WORK INSTRUCTIONS: Return only the lines of the records verbatim, starting at the line that contains "# test: mark the white" and ending at the last line of the records, with both of those lines included.

***

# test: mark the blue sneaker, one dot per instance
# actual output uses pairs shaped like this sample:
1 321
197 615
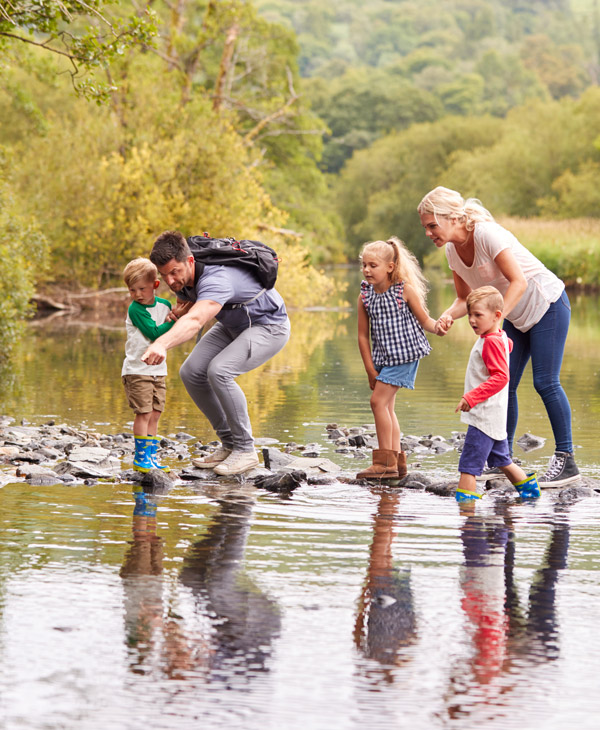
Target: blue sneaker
528 488
463 495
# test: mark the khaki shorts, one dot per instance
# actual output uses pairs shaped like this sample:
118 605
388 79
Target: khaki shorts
145 393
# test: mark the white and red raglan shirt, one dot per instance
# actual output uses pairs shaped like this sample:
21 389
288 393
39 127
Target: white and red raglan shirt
486 385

***

CORRECT RESULT:
# test: mark the white and red raglan shirt, one dot per instance
# actual output uses pairs shaped like this sample:
21 389
288 393
39 127
Target: white and red raglan shirt
486 385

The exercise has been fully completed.